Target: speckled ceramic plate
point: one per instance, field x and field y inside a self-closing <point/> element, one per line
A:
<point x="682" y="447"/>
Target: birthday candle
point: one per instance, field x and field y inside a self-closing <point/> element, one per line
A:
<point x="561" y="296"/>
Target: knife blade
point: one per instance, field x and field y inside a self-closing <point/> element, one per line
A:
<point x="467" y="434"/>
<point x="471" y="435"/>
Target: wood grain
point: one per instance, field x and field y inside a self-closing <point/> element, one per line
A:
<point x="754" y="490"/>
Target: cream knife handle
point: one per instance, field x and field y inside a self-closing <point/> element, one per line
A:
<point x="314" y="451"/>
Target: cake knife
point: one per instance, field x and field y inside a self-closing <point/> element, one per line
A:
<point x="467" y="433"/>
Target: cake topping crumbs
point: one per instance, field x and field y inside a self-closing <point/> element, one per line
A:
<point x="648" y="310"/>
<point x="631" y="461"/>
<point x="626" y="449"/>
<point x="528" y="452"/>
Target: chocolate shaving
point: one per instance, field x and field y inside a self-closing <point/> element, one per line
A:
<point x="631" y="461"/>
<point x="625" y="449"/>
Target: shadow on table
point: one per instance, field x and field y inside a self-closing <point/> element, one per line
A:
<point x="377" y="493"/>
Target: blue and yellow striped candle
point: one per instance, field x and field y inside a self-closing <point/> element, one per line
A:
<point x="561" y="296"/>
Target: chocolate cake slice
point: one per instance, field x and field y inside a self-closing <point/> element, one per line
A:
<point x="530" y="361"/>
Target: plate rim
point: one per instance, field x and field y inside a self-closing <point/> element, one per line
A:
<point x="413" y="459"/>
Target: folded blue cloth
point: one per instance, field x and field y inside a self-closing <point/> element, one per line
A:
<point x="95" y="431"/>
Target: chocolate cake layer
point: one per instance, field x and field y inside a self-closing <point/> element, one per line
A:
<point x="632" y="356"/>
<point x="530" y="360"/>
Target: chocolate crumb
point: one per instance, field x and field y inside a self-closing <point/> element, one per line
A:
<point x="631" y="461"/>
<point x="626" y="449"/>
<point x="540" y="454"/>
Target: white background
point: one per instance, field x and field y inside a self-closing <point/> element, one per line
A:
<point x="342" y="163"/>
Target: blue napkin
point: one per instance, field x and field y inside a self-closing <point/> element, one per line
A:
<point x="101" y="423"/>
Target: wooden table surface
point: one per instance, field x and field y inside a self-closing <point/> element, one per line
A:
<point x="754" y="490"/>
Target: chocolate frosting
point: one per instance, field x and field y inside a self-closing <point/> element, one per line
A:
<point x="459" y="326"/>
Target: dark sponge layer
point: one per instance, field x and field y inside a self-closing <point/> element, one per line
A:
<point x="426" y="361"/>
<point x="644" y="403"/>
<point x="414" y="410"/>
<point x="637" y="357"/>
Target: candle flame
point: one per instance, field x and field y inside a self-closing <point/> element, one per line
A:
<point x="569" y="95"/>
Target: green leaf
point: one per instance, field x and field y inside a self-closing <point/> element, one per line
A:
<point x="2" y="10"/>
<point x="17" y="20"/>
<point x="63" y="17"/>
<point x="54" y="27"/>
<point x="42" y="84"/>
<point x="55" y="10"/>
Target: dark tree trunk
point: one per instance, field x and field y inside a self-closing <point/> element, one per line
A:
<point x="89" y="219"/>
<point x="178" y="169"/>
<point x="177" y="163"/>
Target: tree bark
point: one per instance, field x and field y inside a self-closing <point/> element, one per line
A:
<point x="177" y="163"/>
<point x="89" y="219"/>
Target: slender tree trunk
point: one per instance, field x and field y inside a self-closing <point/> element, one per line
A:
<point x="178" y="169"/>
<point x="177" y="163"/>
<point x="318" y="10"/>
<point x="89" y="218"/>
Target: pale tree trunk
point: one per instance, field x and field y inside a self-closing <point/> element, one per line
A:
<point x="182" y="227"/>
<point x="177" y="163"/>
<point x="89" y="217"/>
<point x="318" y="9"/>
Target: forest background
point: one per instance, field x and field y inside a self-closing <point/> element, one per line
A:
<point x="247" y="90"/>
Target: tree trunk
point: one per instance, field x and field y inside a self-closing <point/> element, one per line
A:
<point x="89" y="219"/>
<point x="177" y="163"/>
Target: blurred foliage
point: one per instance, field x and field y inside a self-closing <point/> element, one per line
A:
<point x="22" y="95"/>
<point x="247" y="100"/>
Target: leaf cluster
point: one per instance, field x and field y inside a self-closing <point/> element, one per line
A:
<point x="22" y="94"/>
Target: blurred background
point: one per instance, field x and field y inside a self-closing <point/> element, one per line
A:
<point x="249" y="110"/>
——————
▸ Exercise description
Copy the listing from the line containing "Target: leaf cluster" through the end of the listing, both included, with the request lines unchanged. In the answers, scale every x and y coordinate by 1.85 and round it to a whole number, with halves rounded up.

▸ Final result
Target: leaf cluster
point: one per instance, field x and field y inside a self-closing <point/> element, one per line
A:
<point x="41" y="174"/>
Target: blurred background
point: one per instance, field x and field y inside a self-closing <point/> element, one per line
A:
<point x="461" y="204"/>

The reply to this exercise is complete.